• **データ**
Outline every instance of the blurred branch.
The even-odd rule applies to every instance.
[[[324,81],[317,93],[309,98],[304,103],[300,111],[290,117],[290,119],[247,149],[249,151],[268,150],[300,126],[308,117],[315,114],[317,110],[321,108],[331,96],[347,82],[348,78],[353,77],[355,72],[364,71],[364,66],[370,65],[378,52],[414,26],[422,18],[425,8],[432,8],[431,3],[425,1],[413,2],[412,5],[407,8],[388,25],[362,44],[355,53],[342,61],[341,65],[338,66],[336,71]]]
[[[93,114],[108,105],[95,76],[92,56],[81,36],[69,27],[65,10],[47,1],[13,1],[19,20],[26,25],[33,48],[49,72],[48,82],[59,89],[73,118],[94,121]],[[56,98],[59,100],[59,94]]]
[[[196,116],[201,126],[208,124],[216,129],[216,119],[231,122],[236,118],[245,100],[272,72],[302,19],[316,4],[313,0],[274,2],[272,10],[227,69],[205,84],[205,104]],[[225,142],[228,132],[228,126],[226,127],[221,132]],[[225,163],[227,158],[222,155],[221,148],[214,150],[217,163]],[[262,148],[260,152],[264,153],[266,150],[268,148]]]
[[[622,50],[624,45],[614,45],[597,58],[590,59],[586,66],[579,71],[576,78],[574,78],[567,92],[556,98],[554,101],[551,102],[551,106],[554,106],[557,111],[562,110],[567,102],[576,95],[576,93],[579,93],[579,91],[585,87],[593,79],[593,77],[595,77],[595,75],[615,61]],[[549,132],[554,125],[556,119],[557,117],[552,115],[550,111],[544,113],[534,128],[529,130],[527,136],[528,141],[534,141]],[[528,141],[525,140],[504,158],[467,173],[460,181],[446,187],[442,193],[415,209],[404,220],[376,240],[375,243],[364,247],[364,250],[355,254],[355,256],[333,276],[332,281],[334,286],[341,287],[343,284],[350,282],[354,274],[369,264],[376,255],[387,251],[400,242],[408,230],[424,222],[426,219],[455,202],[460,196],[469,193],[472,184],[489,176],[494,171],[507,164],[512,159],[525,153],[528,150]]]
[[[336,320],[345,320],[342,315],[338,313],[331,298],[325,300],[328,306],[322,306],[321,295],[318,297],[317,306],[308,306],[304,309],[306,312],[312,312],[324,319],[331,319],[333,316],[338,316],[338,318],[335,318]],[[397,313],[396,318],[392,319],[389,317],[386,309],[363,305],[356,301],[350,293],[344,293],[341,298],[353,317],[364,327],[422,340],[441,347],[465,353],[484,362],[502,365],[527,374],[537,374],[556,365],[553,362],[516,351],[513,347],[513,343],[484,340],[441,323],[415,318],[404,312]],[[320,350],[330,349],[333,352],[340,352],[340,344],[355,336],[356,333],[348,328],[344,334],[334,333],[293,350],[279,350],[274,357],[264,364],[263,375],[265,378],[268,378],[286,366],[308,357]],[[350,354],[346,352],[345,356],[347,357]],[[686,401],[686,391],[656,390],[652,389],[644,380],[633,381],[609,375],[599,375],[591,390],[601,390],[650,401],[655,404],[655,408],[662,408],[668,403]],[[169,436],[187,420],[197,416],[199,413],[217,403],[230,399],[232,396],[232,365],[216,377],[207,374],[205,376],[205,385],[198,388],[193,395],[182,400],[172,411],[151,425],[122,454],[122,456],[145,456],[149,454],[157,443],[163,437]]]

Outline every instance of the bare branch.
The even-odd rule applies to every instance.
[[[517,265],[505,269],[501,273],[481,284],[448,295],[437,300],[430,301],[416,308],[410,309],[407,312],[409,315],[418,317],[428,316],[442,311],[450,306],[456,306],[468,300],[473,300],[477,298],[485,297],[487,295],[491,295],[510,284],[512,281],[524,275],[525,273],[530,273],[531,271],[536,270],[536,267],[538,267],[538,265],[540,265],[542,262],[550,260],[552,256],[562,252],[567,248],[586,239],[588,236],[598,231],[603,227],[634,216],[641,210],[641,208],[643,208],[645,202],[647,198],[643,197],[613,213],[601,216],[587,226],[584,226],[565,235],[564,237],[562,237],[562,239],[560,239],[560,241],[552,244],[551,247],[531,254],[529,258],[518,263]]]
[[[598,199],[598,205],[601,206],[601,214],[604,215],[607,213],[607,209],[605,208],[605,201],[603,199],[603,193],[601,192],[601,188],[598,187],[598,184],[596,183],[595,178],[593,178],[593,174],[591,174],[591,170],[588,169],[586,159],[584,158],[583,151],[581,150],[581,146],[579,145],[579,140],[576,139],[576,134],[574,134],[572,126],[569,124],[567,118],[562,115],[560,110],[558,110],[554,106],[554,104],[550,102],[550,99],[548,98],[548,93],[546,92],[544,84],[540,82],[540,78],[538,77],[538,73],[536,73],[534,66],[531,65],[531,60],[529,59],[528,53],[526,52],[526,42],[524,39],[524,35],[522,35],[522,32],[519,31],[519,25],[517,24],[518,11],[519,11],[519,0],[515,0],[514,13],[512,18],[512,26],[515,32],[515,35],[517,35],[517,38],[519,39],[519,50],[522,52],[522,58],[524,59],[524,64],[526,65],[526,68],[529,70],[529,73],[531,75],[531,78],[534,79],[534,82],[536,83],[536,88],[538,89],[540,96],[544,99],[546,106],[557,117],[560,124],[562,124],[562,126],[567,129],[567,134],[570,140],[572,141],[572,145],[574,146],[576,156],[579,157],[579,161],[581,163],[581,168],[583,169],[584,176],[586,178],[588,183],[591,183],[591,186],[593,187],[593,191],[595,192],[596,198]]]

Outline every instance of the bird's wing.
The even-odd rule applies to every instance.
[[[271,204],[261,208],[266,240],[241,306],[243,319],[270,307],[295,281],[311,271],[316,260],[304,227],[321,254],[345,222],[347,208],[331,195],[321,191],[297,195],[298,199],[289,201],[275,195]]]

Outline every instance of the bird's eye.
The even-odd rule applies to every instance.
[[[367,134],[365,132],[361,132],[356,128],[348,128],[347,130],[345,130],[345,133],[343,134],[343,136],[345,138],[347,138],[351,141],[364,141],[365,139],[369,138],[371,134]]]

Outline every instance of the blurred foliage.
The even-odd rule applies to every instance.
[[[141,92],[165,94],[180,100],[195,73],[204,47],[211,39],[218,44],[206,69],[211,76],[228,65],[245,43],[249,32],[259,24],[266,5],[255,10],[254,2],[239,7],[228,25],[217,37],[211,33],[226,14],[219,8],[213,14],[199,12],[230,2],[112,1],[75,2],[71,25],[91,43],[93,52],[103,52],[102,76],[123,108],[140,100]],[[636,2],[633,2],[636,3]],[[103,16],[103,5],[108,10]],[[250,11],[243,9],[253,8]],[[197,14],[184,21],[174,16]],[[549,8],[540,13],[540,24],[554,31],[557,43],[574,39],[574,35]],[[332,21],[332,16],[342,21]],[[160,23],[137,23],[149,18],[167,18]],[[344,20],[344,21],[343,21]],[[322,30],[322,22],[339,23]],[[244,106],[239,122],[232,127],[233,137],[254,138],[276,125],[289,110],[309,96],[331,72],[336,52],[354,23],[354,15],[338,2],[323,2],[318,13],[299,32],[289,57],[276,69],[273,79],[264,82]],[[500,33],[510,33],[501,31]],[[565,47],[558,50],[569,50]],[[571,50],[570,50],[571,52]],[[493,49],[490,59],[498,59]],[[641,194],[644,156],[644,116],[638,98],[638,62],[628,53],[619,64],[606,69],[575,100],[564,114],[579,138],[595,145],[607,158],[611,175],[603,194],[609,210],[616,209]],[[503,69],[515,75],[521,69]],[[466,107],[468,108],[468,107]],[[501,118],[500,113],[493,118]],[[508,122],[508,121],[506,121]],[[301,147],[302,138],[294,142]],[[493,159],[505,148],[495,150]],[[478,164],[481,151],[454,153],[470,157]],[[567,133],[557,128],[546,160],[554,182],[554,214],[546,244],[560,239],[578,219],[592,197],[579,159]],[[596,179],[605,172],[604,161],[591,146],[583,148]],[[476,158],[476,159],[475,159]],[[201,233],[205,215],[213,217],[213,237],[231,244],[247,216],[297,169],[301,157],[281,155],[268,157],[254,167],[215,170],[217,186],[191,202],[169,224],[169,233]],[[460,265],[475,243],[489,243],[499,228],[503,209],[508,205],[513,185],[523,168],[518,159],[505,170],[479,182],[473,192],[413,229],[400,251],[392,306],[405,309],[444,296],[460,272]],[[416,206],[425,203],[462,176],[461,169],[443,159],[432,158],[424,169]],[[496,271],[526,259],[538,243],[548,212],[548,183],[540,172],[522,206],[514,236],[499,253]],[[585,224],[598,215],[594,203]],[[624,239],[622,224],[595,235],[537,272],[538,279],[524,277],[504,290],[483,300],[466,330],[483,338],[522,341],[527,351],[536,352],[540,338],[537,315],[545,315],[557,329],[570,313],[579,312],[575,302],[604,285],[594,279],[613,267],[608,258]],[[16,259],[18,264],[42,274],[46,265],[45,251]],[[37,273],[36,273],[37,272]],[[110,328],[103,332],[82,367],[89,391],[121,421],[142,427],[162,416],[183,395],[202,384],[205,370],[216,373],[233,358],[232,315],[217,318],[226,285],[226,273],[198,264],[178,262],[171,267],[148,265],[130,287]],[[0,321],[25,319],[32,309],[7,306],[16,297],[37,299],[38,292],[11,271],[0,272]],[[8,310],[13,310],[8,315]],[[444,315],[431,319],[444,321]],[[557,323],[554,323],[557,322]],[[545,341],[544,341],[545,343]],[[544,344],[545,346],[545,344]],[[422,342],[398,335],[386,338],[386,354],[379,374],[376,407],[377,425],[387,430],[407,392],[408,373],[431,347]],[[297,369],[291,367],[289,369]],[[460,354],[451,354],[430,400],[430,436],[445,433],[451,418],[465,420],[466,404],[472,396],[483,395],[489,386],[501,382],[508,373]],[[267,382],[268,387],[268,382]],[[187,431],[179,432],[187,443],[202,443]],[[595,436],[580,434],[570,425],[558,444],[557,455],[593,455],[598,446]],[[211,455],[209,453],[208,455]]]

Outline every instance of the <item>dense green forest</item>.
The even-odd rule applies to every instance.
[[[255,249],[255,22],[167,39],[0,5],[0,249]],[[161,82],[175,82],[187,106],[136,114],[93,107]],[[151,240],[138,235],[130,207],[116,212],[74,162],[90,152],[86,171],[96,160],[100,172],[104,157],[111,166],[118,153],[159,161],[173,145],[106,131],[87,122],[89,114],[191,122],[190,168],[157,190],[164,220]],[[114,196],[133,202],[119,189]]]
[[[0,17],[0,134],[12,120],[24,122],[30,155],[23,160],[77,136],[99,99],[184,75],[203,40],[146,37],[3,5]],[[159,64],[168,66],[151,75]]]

• **問題文**
「Outline every instance of the <item>dense」を含む行からデータの最後の行までを、両端の行も含めて一字一句変えずに繰り返してください。

• **回答**
Outline every instance of the <item>dense green forest</item>.
The even-odd rule applies to every instance.
[[[255,249],[255,22],[167,39],[0,5],[0,249]],[[161,82],[175,82],[187,106],[136,114],[93,107]],[[151,240],[138,235],[130,207],[116,212],[74,162],[90,152],[86,171],[96,160],[100,172],[104,157],[111,166],[118,153],[159,161],[173,145],[106,131],[87,122],[89,114],[191,122],[190,168],[157,190],[164,220]],[[114,196],[133,202],[119,189]]]
[[[0,17],[0,134],[12,120],[24,122],[30,155],[23,160],[77,136],[99,99],[184,75],[203,40],[146,37],[3,5]],[[159,64],[168,66],[151,75]]]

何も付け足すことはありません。